Excerpt -
○ ○ ○ ○ ○

Table 2 Candidate genes derived from porcine Ensembl build9.
Table 3 Overview of the identified QTL and flanking microsatellites on SSC6 for traits related to boar taint.

Taken together, there is overwhelming evidence from previous QTL studies, candidate genes and differential expression that the region on SSC6 contains genetic elements affecting androstenone levels in boars. In order to disentangle the effects of the regions containing the CYP450 genes and the area around 37 Mb, a mixed-model analysis combining the effects of two SNPs (H3GA0052956 at 33.5 and MARC0049189 at 38.3 Mb) was performed. In this model the fraction of the phenotypic variance explained by both SNPs is 2.1% and 3.6% and together 5.7%. This means that both regions explain a part of the effect of the whole region but due to the high LD between the SNPs they capture the same variation individually (5.76%, additional file 1). Therefore, both areas remain relevant for the determination of androstenone levels in this population. This breed is a composite line which could explain this large extent of LD. More data from other unrelated lines or crossbred animals showing the same effect are needed to further reduce the region of interest.

○ ○ ○ ○ ○

Provided data -

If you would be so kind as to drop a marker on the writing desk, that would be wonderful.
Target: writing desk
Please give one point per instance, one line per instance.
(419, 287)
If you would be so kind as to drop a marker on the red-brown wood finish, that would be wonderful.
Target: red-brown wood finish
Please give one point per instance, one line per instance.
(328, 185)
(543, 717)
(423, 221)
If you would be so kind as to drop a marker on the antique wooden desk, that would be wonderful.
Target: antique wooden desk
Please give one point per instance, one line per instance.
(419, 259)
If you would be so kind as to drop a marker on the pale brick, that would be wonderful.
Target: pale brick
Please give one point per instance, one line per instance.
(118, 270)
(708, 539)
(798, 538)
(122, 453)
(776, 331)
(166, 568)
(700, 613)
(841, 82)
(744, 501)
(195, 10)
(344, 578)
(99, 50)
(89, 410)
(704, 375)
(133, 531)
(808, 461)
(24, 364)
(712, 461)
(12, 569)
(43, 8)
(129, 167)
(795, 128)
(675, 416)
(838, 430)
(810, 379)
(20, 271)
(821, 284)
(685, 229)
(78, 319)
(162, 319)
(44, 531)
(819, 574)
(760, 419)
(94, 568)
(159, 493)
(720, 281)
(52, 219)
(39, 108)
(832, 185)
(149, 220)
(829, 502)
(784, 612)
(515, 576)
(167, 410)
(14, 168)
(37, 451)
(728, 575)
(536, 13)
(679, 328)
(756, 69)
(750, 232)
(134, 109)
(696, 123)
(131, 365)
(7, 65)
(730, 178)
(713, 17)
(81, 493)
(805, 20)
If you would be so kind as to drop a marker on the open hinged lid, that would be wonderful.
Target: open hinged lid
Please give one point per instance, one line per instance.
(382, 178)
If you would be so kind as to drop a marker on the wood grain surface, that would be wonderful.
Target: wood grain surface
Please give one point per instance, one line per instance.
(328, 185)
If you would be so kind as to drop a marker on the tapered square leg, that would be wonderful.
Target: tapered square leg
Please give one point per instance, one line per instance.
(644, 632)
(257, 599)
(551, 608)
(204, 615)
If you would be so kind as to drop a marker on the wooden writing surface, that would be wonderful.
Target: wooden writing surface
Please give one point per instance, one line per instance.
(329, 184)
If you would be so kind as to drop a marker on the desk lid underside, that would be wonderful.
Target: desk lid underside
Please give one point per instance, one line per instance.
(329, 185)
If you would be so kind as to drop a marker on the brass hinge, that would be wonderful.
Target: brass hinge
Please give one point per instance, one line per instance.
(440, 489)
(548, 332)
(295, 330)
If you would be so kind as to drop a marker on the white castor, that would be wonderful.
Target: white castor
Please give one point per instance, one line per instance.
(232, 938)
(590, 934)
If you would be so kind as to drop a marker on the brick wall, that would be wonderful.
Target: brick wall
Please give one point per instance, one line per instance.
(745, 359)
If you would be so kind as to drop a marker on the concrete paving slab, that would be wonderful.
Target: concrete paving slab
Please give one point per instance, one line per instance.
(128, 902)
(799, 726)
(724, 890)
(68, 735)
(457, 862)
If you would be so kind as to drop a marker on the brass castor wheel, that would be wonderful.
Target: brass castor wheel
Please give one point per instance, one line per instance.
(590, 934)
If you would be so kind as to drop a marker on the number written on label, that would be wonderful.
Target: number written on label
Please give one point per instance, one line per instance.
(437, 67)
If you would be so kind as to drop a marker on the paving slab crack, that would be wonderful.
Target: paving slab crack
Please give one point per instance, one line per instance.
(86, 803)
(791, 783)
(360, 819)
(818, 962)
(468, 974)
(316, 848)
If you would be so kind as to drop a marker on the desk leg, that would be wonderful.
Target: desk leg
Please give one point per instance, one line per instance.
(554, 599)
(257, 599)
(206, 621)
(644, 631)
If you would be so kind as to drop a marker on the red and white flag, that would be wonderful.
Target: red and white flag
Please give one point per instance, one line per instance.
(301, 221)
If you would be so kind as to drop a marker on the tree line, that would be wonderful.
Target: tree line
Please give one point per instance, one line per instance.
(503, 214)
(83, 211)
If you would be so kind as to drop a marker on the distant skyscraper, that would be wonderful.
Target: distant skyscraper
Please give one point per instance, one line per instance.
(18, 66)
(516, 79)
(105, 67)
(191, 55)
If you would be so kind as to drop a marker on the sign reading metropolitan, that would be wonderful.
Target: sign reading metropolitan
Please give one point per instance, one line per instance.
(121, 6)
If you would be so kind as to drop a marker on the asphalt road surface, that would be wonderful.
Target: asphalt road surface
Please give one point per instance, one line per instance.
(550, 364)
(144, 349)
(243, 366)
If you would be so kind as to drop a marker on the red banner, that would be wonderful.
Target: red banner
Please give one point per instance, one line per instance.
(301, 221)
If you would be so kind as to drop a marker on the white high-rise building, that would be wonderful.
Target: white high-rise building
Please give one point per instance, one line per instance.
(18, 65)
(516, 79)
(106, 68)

○ ○ ○ ○ ○

What to do -
1. Answer these questions from the SSC6 excerpt:
(a) What was the position, in Mb, of SNP H3GA0052956?
(b) What percentage of the phenotypic variance did the two SNPs explain together in the mixed model?
(c) What kind of line is the breed said to be?
2. Reproduce the SSC6 excerpt word for word from "Table 2 Candidate" to "to boar taint.".
3. Say whether each statement agrees with the SSC6 excerpt. Answer yes or no, and quote the words that decide it.
(a) Together, the two SNPs explain 5.7% of the phenotypic variance.
(b) The SNPs are described as being in low LD.
(c) Data from other unrelated lines or crossbred animals are needed to further reduce the region of interest.

Expected responses -
1.
(a) 33.5 Mb
(b) 5.7%
(c) A composite line

2.
Table 2 Candidate genes derived from porcine Ensembl build9.
Table 3 Overview of the identified QTL and flanking microsatellites on SSC6 for traits related to boar taint.

3.
(a) Yes: "and together 5.7%"
(b) No: "due to the high LD between the SNPs"
(c) Yes: "More data from other unrelated lines or crossbred animals showing the same effect are needed to further reduce the region of interest."